Exercise objective = Each line of the entries below that includes "person" belongs in your answer.

Exercise input =
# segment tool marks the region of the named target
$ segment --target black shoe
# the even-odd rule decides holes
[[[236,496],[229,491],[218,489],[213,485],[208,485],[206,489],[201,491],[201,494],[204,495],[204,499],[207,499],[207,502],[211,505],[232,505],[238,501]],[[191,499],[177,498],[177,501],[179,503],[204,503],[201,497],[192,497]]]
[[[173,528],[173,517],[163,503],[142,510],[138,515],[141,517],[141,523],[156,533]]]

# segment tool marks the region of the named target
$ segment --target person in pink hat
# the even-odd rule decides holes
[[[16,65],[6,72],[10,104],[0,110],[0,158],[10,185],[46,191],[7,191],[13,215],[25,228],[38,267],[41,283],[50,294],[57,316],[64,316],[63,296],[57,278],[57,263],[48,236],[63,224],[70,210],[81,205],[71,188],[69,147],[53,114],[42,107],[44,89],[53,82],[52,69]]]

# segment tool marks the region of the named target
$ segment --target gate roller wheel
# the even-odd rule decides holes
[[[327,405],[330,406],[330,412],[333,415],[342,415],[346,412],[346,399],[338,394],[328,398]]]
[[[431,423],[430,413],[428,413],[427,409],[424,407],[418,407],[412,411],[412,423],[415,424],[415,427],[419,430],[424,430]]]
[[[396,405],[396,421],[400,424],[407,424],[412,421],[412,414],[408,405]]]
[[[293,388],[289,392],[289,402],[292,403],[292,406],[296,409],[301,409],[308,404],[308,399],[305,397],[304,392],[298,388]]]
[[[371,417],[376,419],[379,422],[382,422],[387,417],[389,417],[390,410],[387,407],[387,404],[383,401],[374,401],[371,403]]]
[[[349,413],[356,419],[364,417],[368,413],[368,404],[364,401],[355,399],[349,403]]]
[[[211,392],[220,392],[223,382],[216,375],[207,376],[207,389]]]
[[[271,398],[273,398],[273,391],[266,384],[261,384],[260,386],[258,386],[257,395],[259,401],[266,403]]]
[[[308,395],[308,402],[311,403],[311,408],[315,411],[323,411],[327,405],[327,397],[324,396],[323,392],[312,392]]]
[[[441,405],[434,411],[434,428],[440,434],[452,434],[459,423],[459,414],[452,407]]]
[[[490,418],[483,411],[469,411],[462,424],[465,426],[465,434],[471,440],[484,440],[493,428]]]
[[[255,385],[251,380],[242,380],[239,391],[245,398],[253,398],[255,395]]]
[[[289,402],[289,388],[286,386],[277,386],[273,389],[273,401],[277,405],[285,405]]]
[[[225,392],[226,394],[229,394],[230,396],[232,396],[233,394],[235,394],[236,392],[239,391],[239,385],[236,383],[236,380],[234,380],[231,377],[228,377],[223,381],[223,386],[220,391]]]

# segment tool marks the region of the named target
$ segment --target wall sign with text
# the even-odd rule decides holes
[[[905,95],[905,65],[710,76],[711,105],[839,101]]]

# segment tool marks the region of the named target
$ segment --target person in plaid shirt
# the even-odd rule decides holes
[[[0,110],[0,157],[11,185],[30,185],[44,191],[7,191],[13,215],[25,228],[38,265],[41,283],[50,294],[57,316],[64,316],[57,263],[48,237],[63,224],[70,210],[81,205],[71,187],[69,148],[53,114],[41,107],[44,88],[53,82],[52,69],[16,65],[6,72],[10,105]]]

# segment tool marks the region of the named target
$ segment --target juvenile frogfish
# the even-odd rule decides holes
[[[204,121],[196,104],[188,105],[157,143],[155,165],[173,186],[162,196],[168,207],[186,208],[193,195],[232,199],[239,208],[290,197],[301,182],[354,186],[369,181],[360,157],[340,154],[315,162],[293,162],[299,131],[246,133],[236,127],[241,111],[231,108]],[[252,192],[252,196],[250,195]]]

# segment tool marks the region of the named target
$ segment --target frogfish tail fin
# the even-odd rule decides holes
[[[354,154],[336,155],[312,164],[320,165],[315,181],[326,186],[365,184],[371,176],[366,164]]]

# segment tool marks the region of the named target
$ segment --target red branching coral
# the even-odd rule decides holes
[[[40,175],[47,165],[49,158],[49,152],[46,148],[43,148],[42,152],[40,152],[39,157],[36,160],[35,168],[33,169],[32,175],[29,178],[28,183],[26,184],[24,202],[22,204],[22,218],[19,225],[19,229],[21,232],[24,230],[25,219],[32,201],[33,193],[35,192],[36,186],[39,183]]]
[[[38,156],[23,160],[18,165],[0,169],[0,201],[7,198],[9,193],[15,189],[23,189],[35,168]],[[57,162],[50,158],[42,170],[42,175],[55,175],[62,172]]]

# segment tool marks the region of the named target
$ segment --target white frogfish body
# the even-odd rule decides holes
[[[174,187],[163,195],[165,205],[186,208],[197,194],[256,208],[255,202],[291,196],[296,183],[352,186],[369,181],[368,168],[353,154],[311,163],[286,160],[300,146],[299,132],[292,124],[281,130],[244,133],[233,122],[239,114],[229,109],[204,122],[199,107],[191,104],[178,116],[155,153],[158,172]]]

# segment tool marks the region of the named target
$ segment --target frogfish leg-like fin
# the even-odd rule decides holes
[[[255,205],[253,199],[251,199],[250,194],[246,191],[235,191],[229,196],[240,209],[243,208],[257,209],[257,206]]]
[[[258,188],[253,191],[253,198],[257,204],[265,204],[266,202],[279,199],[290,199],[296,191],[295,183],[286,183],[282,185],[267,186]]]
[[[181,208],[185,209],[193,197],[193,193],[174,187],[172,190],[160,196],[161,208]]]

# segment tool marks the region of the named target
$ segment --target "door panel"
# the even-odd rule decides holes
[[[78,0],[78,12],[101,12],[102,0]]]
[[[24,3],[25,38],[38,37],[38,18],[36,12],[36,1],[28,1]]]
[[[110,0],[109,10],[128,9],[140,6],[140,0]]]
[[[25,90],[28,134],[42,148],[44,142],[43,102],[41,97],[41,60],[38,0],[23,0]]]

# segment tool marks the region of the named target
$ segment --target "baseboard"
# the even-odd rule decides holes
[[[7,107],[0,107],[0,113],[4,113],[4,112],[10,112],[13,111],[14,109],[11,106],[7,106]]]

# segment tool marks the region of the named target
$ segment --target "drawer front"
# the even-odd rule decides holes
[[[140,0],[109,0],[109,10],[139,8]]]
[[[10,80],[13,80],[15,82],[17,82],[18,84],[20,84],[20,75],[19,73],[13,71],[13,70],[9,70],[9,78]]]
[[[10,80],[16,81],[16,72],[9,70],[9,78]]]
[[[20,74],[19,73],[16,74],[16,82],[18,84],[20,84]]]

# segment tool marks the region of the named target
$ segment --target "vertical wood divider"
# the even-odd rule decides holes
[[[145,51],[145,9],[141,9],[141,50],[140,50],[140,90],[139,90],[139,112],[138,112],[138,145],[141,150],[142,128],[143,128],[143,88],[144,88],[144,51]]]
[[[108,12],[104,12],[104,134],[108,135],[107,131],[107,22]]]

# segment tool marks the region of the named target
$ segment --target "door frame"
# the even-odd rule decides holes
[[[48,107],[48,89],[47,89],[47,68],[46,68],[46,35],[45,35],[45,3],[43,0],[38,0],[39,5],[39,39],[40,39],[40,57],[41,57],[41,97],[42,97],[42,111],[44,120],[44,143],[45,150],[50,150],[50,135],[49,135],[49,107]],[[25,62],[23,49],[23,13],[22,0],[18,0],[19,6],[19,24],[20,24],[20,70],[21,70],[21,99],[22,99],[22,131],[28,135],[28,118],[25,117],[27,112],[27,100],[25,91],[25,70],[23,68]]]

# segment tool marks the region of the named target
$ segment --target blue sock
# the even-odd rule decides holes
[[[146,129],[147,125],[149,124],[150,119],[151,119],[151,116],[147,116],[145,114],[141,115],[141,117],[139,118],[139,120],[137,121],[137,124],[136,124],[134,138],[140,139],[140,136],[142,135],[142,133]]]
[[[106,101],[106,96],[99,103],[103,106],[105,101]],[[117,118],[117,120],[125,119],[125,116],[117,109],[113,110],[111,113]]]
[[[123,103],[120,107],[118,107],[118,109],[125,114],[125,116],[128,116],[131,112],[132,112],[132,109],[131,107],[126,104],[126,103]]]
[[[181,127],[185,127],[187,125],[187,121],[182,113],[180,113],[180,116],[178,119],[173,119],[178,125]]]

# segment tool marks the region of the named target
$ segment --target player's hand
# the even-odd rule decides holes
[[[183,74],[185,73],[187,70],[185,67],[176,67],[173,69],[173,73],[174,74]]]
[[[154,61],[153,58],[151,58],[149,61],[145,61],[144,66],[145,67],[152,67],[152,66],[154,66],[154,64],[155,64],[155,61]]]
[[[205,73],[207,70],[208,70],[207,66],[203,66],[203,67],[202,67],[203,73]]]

Result for this exercise =
$ segment --target person in pink hat
$ segment --target person in plaid shirt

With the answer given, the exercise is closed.